▶ [INSTRUCTION]: Reproduce every line of the data below verbatim, changing nothing.

▶ [RECORDS SUPPLIED]:
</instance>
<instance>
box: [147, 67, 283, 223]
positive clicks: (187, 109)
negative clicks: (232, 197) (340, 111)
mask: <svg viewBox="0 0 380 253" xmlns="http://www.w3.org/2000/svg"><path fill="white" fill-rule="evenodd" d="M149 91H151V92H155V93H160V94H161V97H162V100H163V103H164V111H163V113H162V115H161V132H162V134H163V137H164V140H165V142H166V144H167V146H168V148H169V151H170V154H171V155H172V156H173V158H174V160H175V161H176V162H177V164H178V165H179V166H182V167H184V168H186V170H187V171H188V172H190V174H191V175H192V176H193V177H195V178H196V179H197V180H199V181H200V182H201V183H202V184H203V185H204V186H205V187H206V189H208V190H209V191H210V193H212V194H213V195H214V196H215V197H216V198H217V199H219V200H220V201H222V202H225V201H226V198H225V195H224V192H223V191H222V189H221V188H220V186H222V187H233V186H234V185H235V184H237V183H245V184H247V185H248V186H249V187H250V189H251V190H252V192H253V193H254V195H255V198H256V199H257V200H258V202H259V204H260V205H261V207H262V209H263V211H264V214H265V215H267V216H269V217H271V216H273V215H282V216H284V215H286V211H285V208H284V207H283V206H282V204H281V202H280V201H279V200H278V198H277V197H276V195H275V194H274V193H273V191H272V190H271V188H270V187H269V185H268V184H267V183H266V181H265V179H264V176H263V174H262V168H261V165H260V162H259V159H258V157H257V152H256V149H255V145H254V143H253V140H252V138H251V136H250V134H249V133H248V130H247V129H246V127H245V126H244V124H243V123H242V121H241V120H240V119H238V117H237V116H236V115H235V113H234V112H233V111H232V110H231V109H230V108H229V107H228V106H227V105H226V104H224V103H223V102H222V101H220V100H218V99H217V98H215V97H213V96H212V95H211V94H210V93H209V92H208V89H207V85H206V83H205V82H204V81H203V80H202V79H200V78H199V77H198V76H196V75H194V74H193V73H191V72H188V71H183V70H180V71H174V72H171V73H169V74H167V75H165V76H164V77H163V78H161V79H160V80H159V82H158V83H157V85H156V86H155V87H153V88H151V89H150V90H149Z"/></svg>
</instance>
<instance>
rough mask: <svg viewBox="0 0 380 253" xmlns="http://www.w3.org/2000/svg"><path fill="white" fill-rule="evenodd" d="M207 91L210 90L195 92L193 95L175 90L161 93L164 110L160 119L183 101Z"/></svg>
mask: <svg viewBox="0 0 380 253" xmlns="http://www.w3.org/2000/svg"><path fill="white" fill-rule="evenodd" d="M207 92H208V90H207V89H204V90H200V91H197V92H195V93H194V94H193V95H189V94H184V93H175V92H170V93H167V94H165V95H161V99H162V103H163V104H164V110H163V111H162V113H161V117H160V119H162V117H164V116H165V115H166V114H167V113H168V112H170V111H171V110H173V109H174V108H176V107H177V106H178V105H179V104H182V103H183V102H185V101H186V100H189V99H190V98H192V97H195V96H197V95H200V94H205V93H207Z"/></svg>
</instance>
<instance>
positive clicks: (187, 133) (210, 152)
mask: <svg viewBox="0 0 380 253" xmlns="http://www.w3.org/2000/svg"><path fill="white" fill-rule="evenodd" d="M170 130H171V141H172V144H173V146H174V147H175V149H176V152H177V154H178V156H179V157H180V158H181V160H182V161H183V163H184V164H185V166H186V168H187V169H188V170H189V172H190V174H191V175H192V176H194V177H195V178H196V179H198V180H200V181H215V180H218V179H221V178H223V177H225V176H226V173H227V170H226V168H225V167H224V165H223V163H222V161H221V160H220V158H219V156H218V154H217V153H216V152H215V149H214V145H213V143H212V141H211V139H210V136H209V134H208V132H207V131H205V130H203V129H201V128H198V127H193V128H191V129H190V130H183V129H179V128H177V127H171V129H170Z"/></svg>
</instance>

▶ [EXERCISE RESULT]:
</instance>
<instance>
box: [147, 67, 283, 223]
positive clicks: (187, 109)
negative clicks: (232, 197) (340, 111)
mask: <svg viewBox="0 0 380 253" xmlns="http://www.w3.org/2000/svg"><path fill="white" fill-rule="evenodd" d="M149 91H151V92H155V93H160V94H161V97H162V100H163V103H164V111H163V113H162V115H161V132H162V134H163V137H164V140H165V142H166V144H167V146H168V148H169V151H170V154H171V155H172V156H173V158H174V160H175V161H176V162H177V164H178V165H179V166H182V167H184V168H186V170H187V171H188V172H190V174H191V175H192V176H193V177H195V178H196V179H197V180H199V181H200V182H201V183H202V184H203V185H204V186H205V187H206V189H208V190H209V191H210V193H212V194H213V195H214V196H215V197H216V198H217V199H219V200H220V201H222V202H225V201H226V198H225V195H224V192H223V191H222V189H221V188H220V186H222V187H233V186H234V185H235V184H237V183H245V184H247V185H248V186H249V187H250V189H251V190H252V192H253V193H254V195H255V198H256V199H257V200H258V202H259V204H260V205H261V207H262V209H263V211H264V214H265V215H267V216H269V217H271V216H273V215H282V216H284V215H286V211H285V208H284V207H283V206H282V204H281V202H280V201H279V200H278V198H277V197H276V195H275V194H274V193H273V191H272V190H271V188H270V187H269V185H268V184H267V183H266V181H265V179H264V176H263V174H262V168H261V165H260V162H259V159H258V157H257V152H256V149H255V145H254V143H253V140H252V138H251V136H250V134H249V133H248V130H247V129H246V127H245V126H244V124H243V123H242V121H241V120H240V119H238V117H237V116H236V115H235V113H234V112H233V111H232V110H231V109H230V108H229V107H228V106H227V105H226V104H224V103H223V102H222V101H220V100H218V99H217V98H215V97H213V96H212V95H211V94H210V93H209V92H208V89H207V85H206V83H205V82H204V81H203V80H202V79H200V78H199V77H198V76H196V75H194V74H193V73H191V72H188V71H183V70H180V71H174V72H171V73H169V74H167V75H165V76H164V77H163V78H161V79H160V80H159V82H158V83H157V85H156V86H155V87H153V88H151V89H150V90H149Z"/></svg>
</instance>
<instance>
rough mask: <svg viewBox="0 0 380 253" xmlns="http://www.w3.org/2000/svg"><path fill="white" fill-rule="evenodd" d="M207 91L210 90L195 92L193 95L175 90L161 93L164 110L160 119L183 101Z"/></svg>
mask: <svg viewBox="0 0 380 253" xmlns="http://www.w3.org/2000/svg"><path fill="white" fill-rule="evenodd" d="M207 92H208V90H207V89H204V90H200V91H197V92H195V93H194V94H193V95H189V94H184V93H175V92H170V93H167V94H165V95H161V99H162V103H163V104H164V110H163V111H162V113H161V117H160V119H162V117H164V116H165V115H166V114H167V113H168V112H170V111H171V110H173V109H174V108H176V107H177V106H178V105H179V104H182V103H183V102H185V101H186V100H189V99H190V98H192V97H195V96H197V95H200V94H205V93H207Z"/></svg>
</instance>
<instance>
positive clicks: (187, 133) (210, 152)
mask: <svg viewBox="0 0 380 253" xmlns="http://www.w3.org/2000/svg"><path fill="white" fill-rule="evenodd" d="M170 130H171V141H172V144H173V146H174V147H175V149H176V152H177V154H178V156H179V157H180V158H181V160H182V161H183V163H184V164H185V166H186V168H187V169H188V170H189V172H190V174H191V175H192V176H194V177H195V178H196V179H198V180H200V181H215V180H218V179H221V178H223V177H225V176H226V173H227V170H226V168H225V167H224V165H223V163H222V161H221V160H220V158H219V156H218V154H217V153H216V152H215V149H214V145H213V143H212V141H211V139H210V136H209V134H208V132H207V131H205V130H203V129H201V128H198V127H193V128H191V129H190V130H183V129H179V128H177V127H171V129H170Z"/></svg>
</instance>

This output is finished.